## Task
Write out the listing below verbatim, starting at the line containing "Task: point out the corrugated" and continuing through the final line of the listing, both ends included. Reproduce only those lines.

(Location identification items)
----

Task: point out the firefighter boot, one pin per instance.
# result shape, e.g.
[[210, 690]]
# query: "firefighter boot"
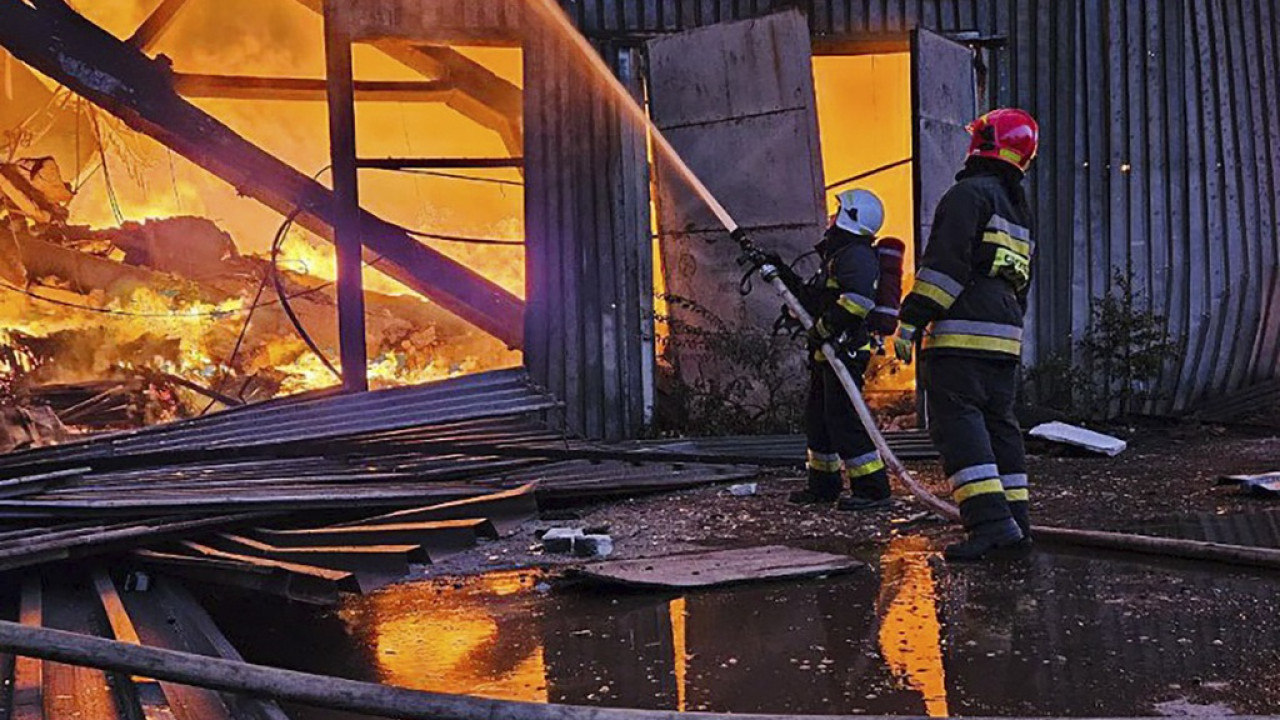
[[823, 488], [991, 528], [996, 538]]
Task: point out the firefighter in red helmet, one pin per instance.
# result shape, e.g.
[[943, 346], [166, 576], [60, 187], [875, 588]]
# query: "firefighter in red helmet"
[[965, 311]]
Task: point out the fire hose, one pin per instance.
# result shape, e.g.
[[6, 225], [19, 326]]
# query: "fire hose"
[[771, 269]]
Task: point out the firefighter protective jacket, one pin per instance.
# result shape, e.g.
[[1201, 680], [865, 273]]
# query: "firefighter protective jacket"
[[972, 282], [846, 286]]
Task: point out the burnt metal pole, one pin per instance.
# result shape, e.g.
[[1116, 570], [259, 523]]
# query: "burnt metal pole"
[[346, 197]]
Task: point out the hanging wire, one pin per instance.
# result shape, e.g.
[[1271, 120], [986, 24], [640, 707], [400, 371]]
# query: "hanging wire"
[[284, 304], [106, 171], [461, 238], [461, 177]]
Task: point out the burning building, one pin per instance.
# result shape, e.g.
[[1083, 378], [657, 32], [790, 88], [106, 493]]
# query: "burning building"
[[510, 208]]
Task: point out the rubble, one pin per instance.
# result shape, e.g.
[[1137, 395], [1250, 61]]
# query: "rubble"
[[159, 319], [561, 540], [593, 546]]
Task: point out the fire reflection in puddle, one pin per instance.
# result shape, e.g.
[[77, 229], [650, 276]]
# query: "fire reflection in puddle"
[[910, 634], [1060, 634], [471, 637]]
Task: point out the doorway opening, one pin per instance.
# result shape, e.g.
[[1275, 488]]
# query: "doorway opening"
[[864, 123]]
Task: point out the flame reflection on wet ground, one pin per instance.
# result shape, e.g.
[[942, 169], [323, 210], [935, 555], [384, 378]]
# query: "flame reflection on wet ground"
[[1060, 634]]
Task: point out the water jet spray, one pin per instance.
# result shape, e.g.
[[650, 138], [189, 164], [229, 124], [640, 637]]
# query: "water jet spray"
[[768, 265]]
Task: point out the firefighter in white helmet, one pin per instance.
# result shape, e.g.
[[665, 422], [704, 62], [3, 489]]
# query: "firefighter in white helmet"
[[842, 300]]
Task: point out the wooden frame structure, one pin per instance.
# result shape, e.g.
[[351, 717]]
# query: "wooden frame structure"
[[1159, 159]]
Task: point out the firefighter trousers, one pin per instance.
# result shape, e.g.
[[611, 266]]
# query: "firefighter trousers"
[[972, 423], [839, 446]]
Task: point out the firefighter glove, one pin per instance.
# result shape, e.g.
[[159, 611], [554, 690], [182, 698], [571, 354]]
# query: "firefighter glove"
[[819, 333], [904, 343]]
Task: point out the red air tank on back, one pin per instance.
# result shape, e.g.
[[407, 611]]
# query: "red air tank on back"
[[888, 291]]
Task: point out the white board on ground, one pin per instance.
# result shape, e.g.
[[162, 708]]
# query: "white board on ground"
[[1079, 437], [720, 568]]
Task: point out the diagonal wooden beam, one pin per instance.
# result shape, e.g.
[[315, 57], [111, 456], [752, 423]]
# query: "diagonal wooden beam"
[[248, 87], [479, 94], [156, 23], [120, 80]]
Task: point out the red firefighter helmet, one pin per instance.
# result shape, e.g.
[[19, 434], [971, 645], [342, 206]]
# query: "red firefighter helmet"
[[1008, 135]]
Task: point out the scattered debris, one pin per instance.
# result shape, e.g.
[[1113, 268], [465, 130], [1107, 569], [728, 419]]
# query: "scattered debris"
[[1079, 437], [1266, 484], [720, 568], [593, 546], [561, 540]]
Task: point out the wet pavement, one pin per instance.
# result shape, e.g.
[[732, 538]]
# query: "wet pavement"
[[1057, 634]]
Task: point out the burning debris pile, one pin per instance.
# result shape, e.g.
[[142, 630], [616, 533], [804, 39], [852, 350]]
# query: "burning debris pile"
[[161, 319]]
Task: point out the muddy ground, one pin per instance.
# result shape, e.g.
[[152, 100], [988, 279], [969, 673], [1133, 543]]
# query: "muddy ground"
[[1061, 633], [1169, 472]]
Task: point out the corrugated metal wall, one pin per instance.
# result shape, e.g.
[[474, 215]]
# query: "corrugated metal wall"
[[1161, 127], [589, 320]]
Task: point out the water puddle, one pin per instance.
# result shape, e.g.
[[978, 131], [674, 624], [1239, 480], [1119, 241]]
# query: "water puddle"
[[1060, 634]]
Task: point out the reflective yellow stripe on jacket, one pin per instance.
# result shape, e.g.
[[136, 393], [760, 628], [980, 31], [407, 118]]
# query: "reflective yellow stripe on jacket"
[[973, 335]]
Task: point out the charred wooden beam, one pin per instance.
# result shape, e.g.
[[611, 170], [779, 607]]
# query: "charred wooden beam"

----

## Result for this exercise
Task: point out the corrugated metal wall, one pin per instance.
# result shape, e.g.
[[474, 215]]
# query: "corrugated metal wall"
[[1161, 127], [589, 320]]
Task: point out the water puddle, one pin per instance.
# result shape, e.g.
[[978, 131], [674, 624], [1239, 480], [1119, 241]]
# query: "water puddle"
[[1060, 634]]
Task: point out the reflective yellow stripe on jacket, one pin per instance.
# result shape, e.g.
[[136, 393], [760, 628], [980, 31], [407, 118]]
# query: "reflective yellow stripe on jacket"
[[973, 335]]
Task: point out the charred wooden beam, one pin per instance.
# result shape, e.g.
[[611, 170], [779, 607]]
# query: "charred wooden beam"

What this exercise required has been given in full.